#### TEXT SECTION ####
One of the biggest stressors I've had during my marriage with Jamws was money. For the past few years, he's been establishing his own business and clients. He's fantastic at what he does, but Covid hit his industry hard so there hasn't been a huge amount of money coming in and I've been our primary source of income at most times. And we've been very much living paycheck to paycheck. One bad month or big, unexpected expense was all it would take to sink us.
With me being pregnant, he decided it was time to look at something that would bring in more money. And he is going to make a ton of money with bonuses. We would have actually been doing well financially. It's been frustrating to me that this is also when he's decided to move out.
I was looking at my budget since I'll need a new car. I'm not going to be able to afford much. Definitely not anything that I've been looking at. I have so many bills and debt that I took out for our family that I need to be able to make payments on. And that's not even considering hospital and doctors bills for this pregnancy. Or what I'll do when the baby is here.
I'm f****d. I can't drive the kids around in this old car and I need to fix the upstairs so there's room for us all not I can't afford both. Or even one at the moment. What am I going to do?
I know that this is fully a me issue. Him leaving me and me feeling financially precarious isn't his fault. It's just a fun new bonus I hadn't expected.
I was feeling pretty positive this morning and now I'm back to wondering what I'm going to do.
12 pm
I miss him. He hasn't texted me today. I wonder if he's having a good time with her at work. I wish he would call me and tell me he missed me too. I wish he would ask me to do something with him and the kids this weekend. I wanted to just take the kids to the park myself Saturday morning but it's supposed to rain and be chilly so not ideal park weather. I guess I could do that Sunday? But the kids miss him a lot since he's never home and Sunday is their day to really see him. Ditching him to get out of the house with them feels selfish.
I'm sad. I feel stuck in this holding pattern but also like I need to be making plans to make sure I don't get screwed with this divorce.
130pm
What's wrong with me? Why am I so unlovable? I know I'm not the best person out there. I'm boring. I'm stubborn. I'm lazy. I'm selfish. I'm extremely resistant to change. I yell when I lose my temper. It's hard for me to see past my own opinions. I'm critical of religion.
#### RECORDS PROVIDED ####
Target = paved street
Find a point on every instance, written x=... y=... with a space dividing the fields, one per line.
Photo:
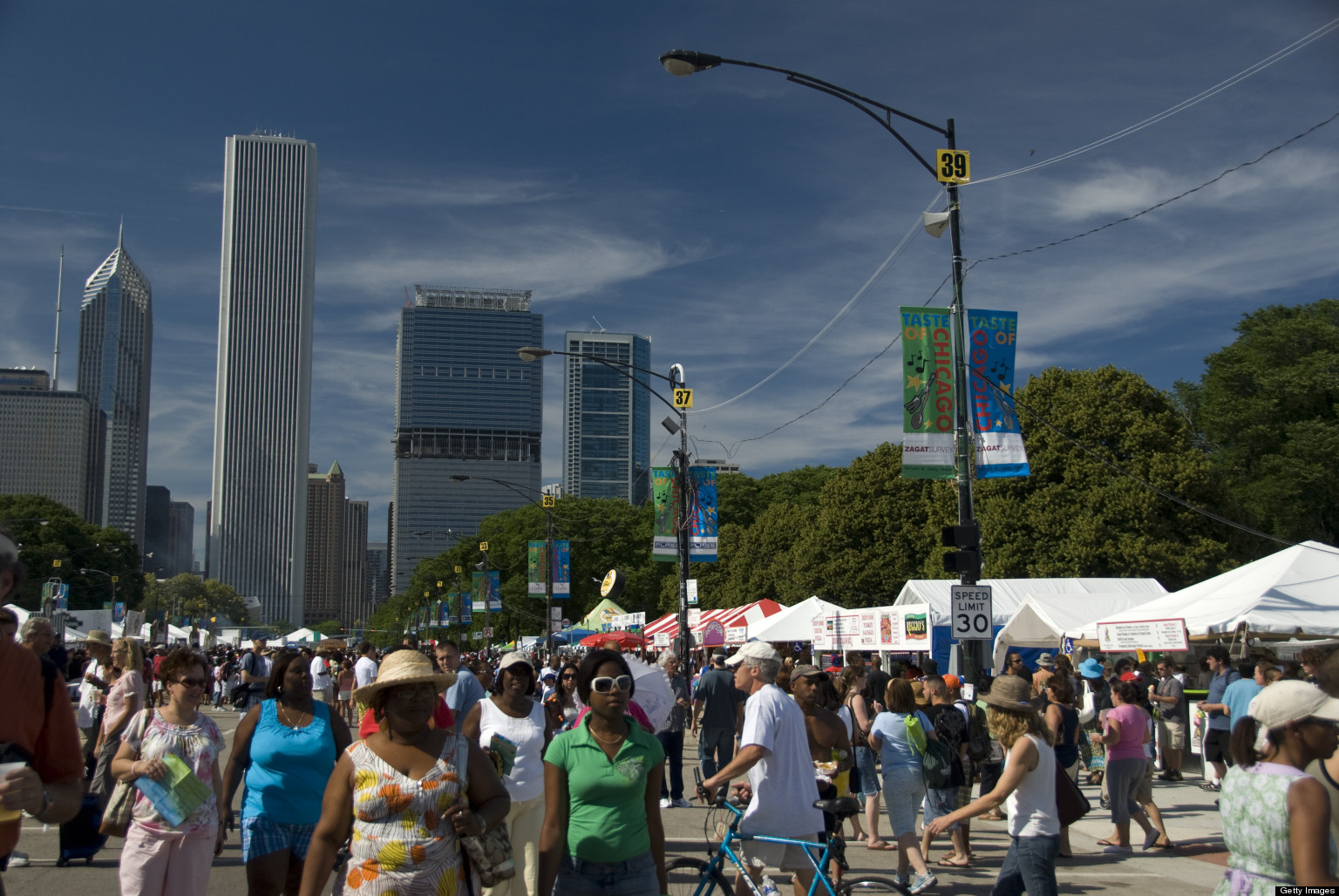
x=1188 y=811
####
#### RECORDS PROVIDED ####
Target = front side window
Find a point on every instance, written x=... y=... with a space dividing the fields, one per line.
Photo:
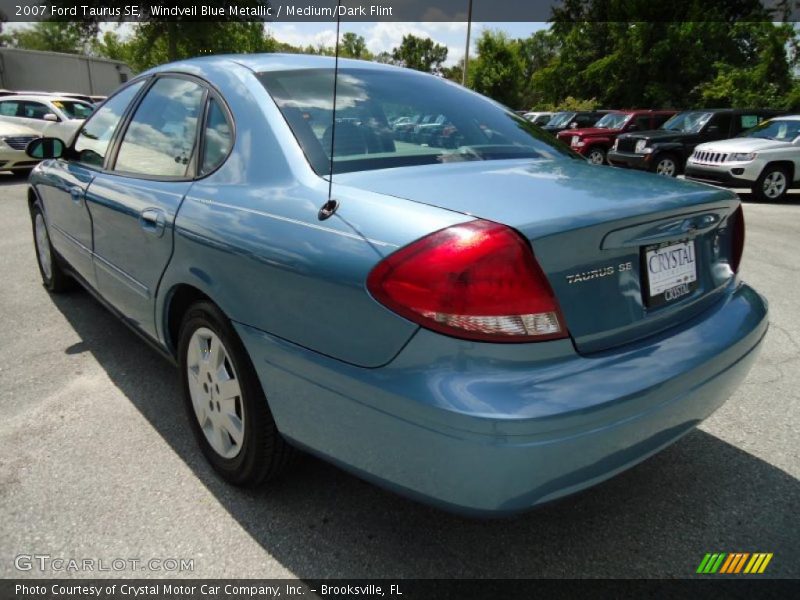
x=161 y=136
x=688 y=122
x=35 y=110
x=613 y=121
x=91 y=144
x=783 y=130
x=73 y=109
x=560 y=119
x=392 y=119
####
#### RECORDS PROVIDED ####
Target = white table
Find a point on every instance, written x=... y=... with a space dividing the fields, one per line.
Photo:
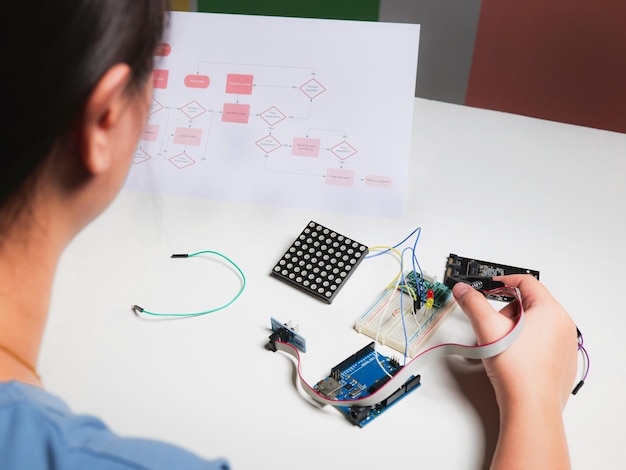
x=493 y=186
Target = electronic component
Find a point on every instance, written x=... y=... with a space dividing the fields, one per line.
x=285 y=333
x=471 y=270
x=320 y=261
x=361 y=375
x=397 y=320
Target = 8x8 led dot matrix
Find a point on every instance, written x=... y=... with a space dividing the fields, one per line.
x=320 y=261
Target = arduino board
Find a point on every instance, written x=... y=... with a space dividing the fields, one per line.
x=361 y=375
####
(EXERCISE OBJECTIVE)
Edit the journal text from the sentence that opens with "I know that" through the words "going to do.", and put "earlier today" in place of "this morning". The material that comes after the journal text is unrelated to it.

(ANSWER TO THIS TASK)
I know that this is fully a me issue. Him leaving me and me feeling financially precarious isn't his fault. It's just a fun new bonus I hadn't expected.
I was feeling pretty positive earlier today and now I'm back to wondering what I'm going to do.